───── TASK DATA ─────
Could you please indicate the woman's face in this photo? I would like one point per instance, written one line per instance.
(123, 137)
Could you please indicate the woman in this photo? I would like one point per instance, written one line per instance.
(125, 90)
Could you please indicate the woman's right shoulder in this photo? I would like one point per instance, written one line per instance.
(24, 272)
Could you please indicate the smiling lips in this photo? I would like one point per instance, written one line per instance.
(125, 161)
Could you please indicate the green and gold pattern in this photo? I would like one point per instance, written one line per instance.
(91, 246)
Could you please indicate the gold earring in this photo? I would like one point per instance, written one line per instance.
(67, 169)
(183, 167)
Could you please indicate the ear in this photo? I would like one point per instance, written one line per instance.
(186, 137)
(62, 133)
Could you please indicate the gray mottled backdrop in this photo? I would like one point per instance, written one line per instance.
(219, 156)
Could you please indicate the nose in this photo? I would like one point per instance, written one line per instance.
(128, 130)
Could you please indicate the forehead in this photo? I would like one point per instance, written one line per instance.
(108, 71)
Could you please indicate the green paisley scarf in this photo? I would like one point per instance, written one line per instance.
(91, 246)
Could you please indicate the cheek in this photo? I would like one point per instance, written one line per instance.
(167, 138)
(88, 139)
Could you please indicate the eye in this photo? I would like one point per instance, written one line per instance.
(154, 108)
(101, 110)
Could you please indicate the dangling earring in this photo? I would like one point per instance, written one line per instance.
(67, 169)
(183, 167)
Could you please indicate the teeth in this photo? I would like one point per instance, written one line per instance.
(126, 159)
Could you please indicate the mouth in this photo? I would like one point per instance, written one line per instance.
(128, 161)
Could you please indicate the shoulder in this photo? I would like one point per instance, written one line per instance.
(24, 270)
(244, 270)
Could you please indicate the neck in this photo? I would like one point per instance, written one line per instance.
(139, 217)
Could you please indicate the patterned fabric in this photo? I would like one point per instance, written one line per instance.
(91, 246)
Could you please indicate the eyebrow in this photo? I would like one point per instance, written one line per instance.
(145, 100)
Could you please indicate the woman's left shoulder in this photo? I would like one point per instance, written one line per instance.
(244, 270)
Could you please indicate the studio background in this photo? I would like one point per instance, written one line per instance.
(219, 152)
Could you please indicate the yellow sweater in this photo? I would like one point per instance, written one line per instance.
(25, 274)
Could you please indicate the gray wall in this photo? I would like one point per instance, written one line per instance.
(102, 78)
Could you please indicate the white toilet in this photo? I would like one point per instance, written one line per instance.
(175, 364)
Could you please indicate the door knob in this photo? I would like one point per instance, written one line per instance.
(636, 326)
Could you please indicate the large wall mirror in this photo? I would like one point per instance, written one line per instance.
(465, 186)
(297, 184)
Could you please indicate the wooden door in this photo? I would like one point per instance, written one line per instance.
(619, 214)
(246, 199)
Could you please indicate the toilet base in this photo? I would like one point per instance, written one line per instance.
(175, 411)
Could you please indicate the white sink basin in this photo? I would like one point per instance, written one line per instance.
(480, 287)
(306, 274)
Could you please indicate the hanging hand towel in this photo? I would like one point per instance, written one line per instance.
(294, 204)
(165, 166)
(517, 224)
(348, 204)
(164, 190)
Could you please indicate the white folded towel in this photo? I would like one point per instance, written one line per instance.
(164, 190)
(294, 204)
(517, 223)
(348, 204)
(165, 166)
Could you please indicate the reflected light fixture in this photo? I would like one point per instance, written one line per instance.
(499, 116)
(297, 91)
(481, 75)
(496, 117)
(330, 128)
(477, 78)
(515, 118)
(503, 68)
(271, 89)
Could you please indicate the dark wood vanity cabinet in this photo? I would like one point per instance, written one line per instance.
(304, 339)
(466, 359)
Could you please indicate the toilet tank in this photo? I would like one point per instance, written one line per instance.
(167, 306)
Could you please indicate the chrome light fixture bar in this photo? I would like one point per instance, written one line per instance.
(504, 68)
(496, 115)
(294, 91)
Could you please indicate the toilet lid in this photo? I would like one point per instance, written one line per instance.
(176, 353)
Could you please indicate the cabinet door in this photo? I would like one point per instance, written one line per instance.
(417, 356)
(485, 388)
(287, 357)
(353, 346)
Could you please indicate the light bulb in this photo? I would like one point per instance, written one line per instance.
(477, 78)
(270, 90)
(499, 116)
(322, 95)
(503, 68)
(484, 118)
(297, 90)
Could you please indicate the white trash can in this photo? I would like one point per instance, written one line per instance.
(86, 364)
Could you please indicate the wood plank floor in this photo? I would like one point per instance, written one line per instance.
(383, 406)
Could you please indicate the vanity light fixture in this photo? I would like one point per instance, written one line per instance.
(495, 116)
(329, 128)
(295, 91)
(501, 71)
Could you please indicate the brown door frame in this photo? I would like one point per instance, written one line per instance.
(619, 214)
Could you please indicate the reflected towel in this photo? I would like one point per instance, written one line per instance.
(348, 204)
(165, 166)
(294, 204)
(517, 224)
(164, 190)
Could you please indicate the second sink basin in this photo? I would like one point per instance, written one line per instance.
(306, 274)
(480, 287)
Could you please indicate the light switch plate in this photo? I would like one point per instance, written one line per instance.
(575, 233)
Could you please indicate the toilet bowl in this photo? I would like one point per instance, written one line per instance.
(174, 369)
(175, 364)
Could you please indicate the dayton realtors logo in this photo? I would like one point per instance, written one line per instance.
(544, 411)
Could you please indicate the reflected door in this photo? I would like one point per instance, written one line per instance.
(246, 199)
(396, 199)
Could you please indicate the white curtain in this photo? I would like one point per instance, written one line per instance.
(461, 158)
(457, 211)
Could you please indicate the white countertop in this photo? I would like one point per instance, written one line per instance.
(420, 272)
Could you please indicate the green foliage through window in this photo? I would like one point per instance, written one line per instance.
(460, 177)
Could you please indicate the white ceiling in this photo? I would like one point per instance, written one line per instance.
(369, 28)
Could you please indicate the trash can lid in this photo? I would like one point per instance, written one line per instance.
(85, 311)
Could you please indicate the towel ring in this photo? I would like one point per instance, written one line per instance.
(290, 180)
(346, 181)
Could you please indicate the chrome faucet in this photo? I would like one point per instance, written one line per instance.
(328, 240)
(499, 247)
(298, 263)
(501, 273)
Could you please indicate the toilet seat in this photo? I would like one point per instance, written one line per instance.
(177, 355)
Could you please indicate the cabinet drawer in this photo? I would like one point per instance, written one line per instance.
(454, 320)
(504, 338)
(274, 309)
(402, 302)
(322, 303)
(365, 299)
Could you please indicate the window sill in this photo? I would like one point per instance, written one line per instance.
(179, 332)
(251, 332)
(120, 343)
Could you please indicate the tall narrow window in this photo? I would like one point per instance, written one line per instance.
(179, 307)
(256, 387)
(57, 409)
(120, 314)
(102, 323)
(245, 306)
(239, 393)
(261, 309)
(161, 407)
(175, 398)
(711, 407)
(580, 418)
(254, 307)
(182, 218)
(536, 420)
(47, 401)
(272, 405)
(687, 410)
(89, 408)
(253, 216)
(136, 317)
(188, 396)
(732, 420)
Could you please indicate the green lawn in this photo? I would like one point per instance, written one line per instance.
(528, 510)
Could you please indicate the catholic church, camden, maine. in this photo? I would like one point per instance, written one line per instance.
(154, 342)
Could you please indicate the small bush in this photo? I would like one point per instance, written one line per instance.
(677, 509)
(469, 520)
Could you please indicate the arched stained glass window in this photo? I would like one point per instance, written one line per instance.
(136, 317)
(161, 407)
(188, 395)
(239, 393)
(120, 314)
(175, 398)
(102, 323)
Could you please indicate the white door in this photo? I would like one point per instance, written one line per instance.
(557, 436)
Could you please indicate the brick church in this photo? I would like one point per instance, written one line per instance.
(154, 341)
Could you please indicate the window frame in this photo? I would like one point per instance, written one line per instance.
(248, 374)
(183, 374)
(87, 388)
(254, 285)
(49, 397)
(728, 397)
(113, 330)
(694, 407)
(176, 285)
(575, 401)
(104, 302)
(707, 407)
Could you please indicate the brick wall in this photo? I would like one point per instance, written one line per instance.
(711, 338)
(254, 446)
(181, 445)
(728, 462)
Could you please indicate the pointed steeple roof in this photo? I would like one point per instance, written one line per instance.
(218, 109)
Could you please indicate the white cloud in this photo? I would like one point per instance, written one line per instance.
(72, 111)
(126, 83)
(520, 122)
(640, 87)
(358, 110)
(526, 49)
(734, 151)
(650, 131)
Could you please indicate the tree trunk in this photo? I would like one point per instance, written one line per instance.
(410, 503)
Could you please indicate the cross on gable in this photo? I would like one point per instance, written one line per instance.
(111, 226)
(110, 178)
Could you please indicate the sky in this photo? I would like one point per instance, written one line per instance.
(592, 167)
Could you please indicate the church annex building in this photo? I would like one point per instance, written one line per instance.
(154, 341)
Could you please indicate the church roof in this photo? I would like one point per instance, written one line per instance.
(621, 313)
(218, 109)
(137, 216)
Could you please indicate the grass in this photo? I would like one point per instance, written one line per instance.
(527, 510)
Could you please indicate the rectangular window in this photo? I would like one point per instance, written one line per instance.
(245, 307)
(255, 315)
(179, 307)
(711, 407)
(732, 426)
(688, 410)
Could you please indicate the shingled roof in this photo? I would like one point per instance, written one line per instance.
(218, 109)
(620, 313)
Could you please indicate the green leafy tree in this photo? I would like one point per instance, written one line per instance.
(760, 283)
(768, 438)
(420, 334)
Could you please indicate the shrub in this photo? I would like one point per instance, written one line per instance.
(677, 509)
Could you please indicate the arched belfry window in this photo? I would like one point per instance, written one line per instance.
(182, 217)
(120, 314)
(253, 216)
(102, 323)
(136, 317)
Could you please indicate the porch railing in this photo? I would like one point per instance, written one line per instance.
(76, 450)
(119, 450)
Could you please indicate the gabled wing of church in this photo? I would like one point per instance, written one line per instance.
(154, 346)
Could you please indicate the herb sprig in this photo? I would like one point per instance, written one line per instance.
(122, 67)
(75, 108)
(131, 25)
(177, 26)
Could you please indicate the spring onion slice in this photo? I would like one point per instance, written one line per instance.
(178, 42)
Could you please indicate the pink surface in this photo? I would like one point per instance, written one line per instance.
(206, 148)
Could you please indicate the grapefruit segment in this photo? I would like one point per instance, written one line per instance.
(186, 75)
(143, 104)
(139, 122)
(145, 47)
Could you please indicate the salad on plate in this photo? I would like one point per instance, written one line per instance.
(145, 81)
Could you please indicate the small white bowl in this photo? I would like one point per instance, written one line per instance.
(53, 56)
─────
• **YOUR OBJECTIVE**
Each line from the one containing "Could you please indicate the pink" through the end of the material should be restated word for word; leave out every line before it.

• **RESPONSE TO THIS EXERCISE**
Could you please indicate the pink surface in this photo? I would like one point per instance, written one line per instance.
(206, 148)
Could you please indicate the grapefruit segment in this photo? I would like one point per instance, written one line per instance.
(186, 75)
(143, 104)
(139, 122)
(145, 47)
Could you please indicate the salad on plate in this photo? I would like one point per instance, written one line per instance.
(145, 81)
Could you please indicate the small white bowl in this photo? I would like one point per instance, written one line per instance.
(53, 56)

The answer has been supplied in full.